What is needed:
Down to the last line, write out the entries below exactly and omit all pictures.

____ Input records

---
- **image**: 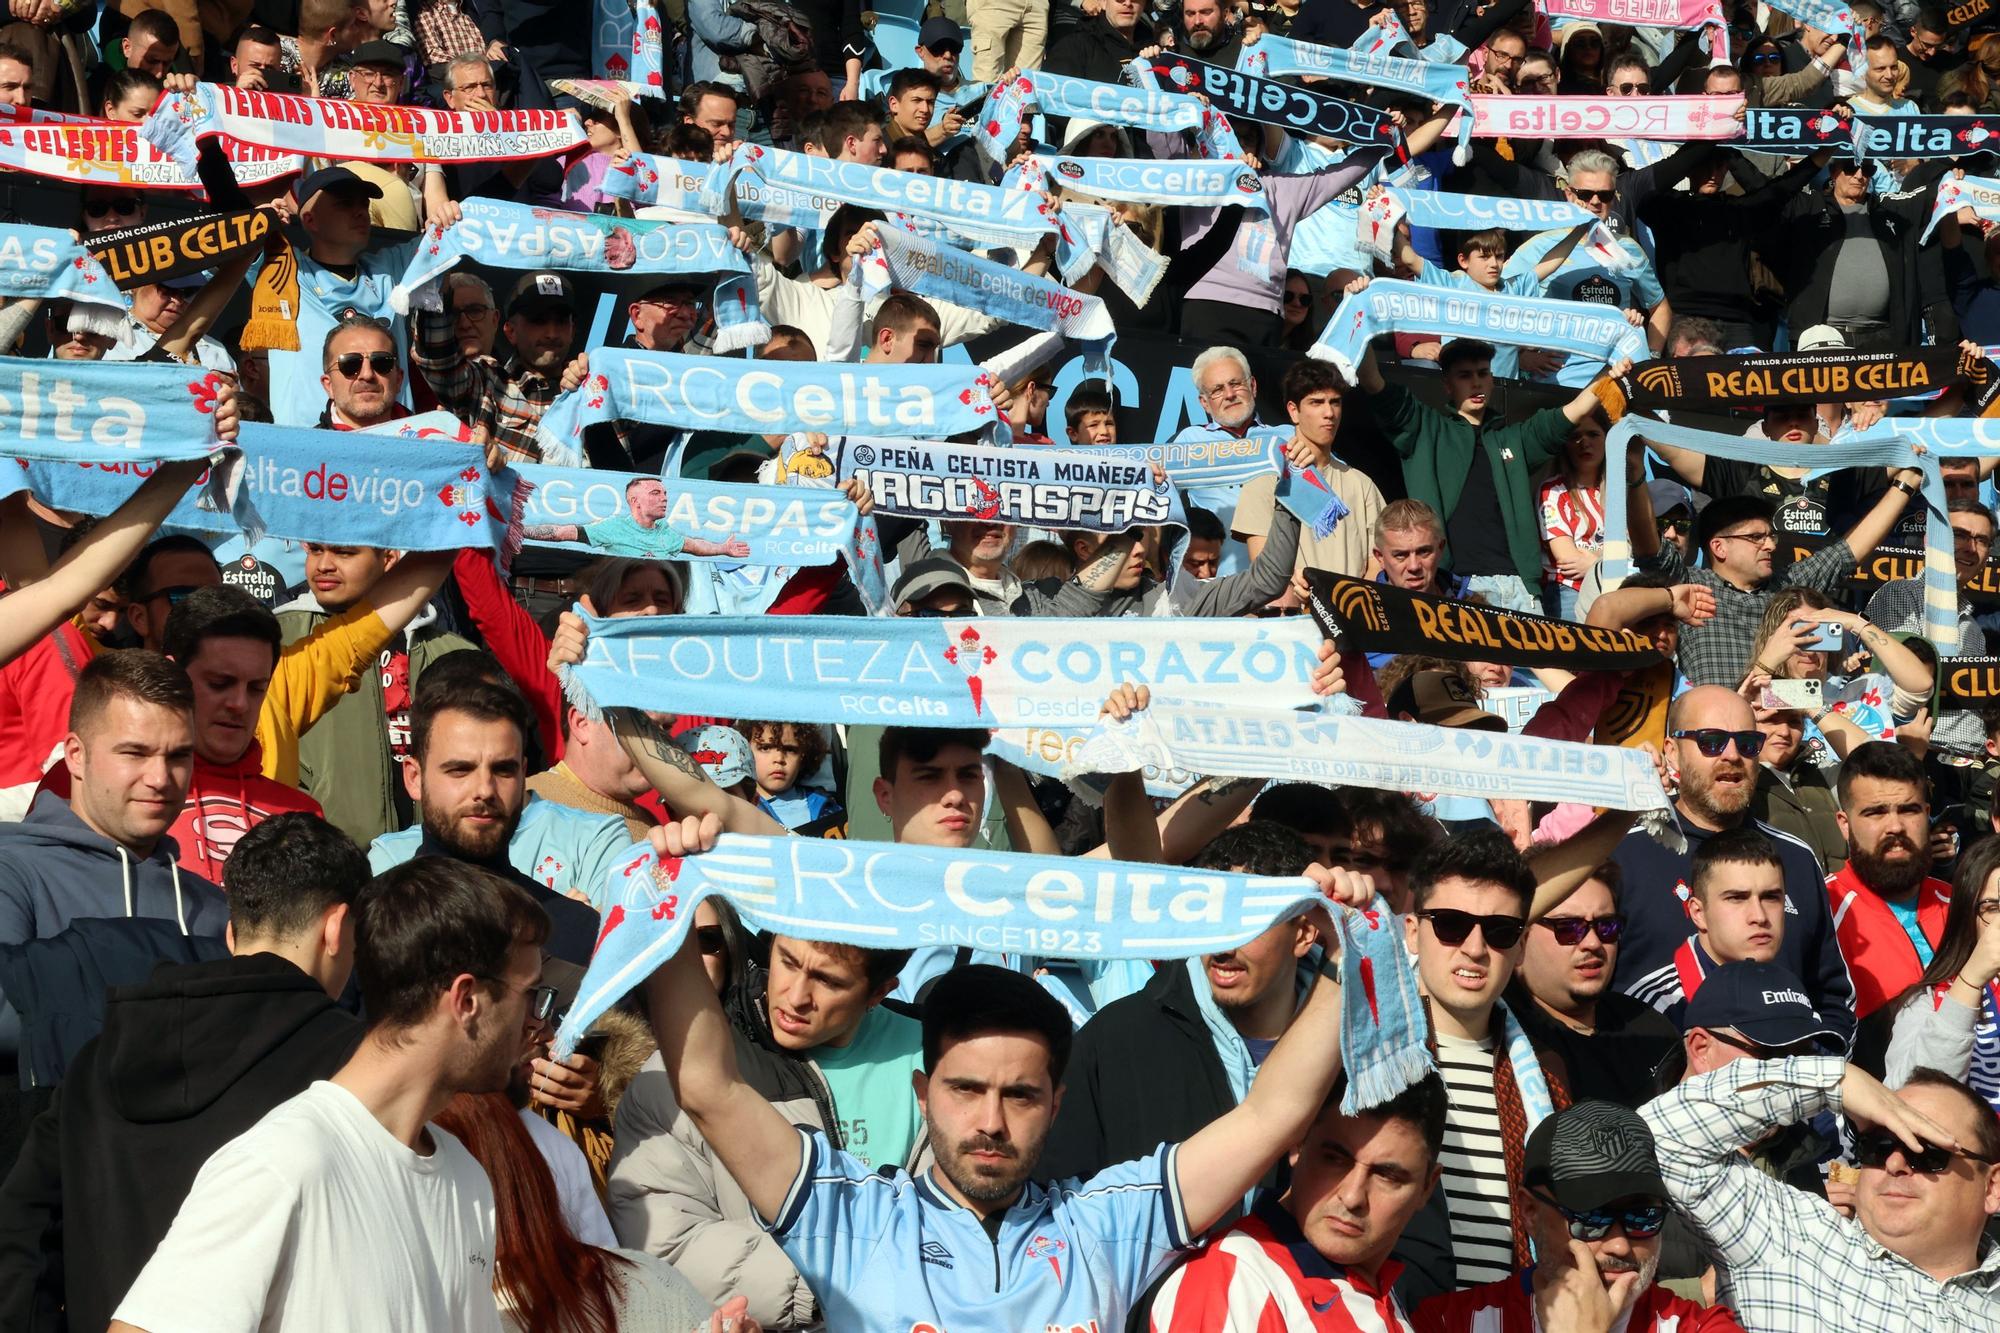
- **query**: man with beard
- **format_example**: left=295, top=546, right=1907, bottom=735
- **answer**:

________

Exercise output:
---
- **image**: 
- **query**: man with beard
- **format_example**: left=295, top=546, right=1907, bottom=735
- **answer**:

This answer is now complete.